Retype every record exactly as it appears.

Region pointing data
*** Block opens ***

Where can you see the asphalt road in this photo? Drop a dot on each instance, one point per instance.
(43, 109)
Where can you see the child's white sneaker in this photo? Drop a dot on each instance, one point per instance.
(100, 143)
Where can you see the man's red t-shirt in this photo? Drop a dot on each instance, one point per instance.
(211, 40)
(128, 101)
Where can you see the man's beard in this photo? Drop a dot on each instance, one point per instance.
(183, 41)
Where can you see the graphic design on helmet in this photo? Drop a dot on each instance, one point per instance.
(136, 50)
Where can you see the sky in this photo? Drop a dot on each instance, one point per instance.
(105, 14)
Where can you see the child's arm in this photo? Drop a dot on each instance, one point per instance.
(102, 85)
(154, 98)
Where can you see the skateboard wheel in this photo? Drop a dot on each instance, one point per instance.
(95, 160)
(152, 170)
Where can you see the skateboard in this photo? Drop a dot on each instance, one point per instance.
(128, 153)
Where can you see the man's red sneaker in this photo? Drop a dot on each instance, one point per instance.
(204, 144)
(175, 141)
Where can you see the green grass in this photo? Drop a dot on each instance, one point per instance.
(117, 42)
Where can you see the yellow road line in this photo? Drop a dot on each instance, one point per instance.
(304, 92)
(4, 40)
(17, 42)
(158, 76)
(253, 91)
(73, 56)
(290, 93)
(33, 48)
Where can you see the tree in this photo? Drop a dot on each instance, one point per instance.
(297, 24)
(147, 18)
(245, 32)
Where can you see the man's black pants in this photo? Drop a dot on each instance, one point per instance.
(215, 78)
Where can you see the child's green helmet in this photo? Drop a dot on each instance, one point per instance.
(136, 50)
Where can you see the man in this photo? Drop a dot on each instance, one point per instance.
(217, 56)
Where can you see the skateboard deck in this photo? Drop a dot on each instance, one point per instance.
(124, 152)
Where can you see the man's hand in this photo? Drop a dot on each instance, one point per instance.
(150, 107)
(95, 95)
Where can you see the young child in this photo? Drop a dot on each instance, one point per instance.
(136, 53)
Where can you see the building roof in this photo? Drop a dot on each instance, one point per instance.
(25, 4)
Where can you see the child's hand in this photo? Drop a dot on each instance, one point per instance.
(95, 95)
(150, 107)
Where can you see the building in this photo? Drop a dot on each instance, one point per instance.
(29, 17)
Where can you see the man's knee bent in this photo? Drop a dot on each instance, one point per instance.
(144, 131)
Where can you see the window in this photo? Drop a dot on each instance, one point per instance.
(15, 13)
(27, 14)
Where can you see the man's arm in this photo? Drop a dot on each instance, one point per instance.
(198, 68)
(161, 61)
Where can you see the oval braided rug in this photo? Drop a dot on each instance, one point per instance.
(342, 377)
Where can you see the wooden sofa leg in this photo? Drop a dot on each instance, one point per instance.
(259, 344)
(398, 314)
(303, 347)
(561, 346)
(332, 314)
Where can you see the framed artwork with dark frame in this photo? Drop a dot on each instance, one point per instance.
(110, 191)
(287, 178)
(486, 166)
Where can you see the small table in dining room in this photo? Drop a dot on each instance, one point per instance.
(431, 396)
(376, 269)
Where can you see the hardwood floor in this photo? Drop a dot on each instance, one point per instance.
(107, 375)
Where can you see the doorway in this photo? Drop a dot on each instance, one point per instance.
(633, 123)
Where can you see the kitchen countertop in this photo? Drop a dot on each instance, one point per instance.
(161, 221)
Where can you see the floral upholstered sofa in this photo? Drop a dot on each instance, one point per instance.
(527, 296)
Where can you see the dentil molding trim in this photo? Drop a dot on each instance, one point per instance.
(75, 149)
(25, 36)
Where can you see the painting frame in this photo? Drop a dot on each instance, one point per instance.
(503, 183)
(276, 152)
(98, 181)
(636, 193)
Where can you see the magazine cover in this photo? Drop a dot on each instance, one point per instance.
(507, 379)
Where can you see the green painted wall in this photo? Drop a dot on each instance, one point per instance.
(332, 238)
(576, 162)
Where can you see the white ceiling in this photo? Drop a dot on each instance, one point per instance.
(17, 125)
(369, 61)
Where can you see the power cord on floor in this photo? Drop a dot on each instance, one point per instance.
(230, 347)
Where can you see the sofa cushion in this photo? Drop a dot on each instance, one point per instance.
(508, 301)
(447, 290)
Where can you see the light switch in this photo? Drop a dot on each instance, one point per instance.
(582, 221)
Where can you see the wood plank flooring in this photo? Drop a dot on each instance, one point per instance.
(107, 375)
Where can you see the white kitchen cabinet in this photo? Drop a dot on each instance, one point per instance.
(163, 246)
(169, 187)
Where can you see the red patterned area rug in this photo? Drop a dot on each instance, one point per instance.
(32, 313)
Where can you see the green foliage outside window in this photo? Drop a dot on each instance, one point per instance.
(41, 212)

*** Block closes ***

Result =
Where can you see the asphalt road in this photo? Drop a dot on each instance, one point per instance.
(43, 109)
Where can you see the child's white sneaker in this photo? Drop a dot on each instance, one point per instance.
(100, 143)
Where can you see the man's red t-shirt in this photo? Drop a dot on each instance, one point per instance.
(211, 40)
(128, 101)
Where can you see the man's beard in this photo? Drop a dot on each instance, one point per instance.
(183, 41)
Where can you see the graphic design on helmet in this photo? Drop a dot on each instance, one point per instance.
(136, 50)
Where can you see the sky in this photo? Drop a dot on each instance, one point per instance.
(105, 14)
Where can you see the child's arm in this photo? Drop a dot on each instance, one point per instance.
(102, 85)
(154, 98)
Where can you see the skateboard wheel in this photo? Drop a dot on each instance, one point per instance.
(95, 160)
(152, 170)
Where can you see the skateboard in this photo? Drop a dot on each instance, one point per instance.
(128, 153)
Where can you see the man's red sneaker in this photo? Drop a dot on each instance, one point per instance.
(204, 144)
(175, 141)
Where can you see the green grass in this photo? Drop a dot on each instance, one point per instance.
(117, 42)
Where can you see the yellow road line in this photo? Drop a dot on each instance, one point per instance.
(304, 92)
(4, 40)
(17, 42)
(158, 76)
(253, 91)
(73, 56)
(290, 93)
(33, 48)
Where can you see the tree in this photo? Drop a dot on each instance, one point per instance.
(297, 24)
(147, 18)
(245, 32)
Where can you see the man's black pants in this photo? Drop a dot on each instance, one point per instance.
(215, 78)
Where can you see the child's green helmet in this photo? Drop a dot on each instance, one point per instance.
(136, 50)
Where can you see the man in this photo? Drop a dot on each instance, one point per instance.
(217, 56)
Where can you see the skateboard deck in this photo? Drop a dot on each instance, one point per instance.
(124, 152)
Where can you see the man's hand in this photo? Drop a dot on each instance, one point per instance.
(150, 107)
(95, 95)
Where can you see the young child in this photo? Drop a dot on each instance, one point per instance.
(136, 53)
Where can you see the building roof in this photo? Drop a dot on each instance, one point per instance.
(25, 4)
Where can you see the child's hand in this photo? Drop a dot on each instance, one point per instance.
(95, 95)
(150, 107)
Where can you see the building in this photo? Drop a dot on each instance, one point per instance.
(29, 17)
Where can you see the man's knee bent in this photo? Drop a dot on each instance, one point per instance.
(144, 131)
Where can you see the window in this photo? Drop a dot on each instance, one point per instance.
(15, 13)
(27, 14)
Where can you see the man's arm in this photo? Drop a dot on each instance, one point per instance.
(198, 68)
(161, 61)
Where can you see the oval braided rug in this photo? Drop a dot on each instance, one point per instance.
(342, 377)
Where can you see the wooden sofa leg in this photo? Drop a dot on each instance, one point per instance.
(259, 344)
(398, 314)
(303, 347)
(561, 346)
(332, 314)
Where can you see the framed artwork with dark frame in this photo? Drop a dot on each instance, one point per instance.
(110, 191)
(287, 178)
(486, 166)
Where can you see the small table in dining room in this photo? Drop a dot on each instance, one point per instance.
(431, 396)
(376, 269)
Where can you see the hardwood floor in this photo? Drop a dot on each instance, one point per instance.
(107, 375)
Where can you see the doorway in this photo? Drop a dot on each instance, one point per instance.
(633, 123)
Where can you see the kitchen countertop in this photo? Drop a dot on each instance, one point per instance.
(161, 221)
Where can you see the floral upholstered sofa in this photo? Drop a dot on each instance, one point per instance.
(527, 296)
Where can you see the dentil molding trim in this photo? Drop a dot on each instance, one point per instance.
(75, 149)
(25, 36)
Where can you see the painting frame in this photo? Drop a dot on each instance, one point per instance.
(503, 183)
(276, 152)
(98, 181)
(636, 193)
Where can you see the magazine cover in this photo? Drop a dot on each instance, one point per instance.
(507, 379)
Where can you see the green painted wall in this photo? Drop a dot on each instance, one point per instance.
(332, 238)
(576, 162)
Where can you see the white ceiling in this photo? Drop a dot on each instance, one point per instance.
(17, 125)
(369, 61)
Where can you see the power cord on floor in this photo? Drop a dot on each instance, one point per instance.
(230, 347)
Where can you see the sofa cushion in this photo? Drop a dot on each instance, one point per instance.
(508, 301)
(447, 290)
Where can you see the light switch in this photo? Drop a dot on each instance, one point per instance.
(582, 221)
Where can you see the wood plank flooring in this photo? Drop a dot on each instance, one point per instance.
(107, 375)
Where can you see the white kitchen cabinet in this photo? Drop a dot on each instance, one point per instance.
(163, 246)
(169, 187)
Where can you see the red patterned area rug in this photo? Drop a dot on each instance, one point per instance.
(32, 313)
Where can you see the green foliage outside window in this photo? Drop a dot on each instance, one point per instance.
(41, 212)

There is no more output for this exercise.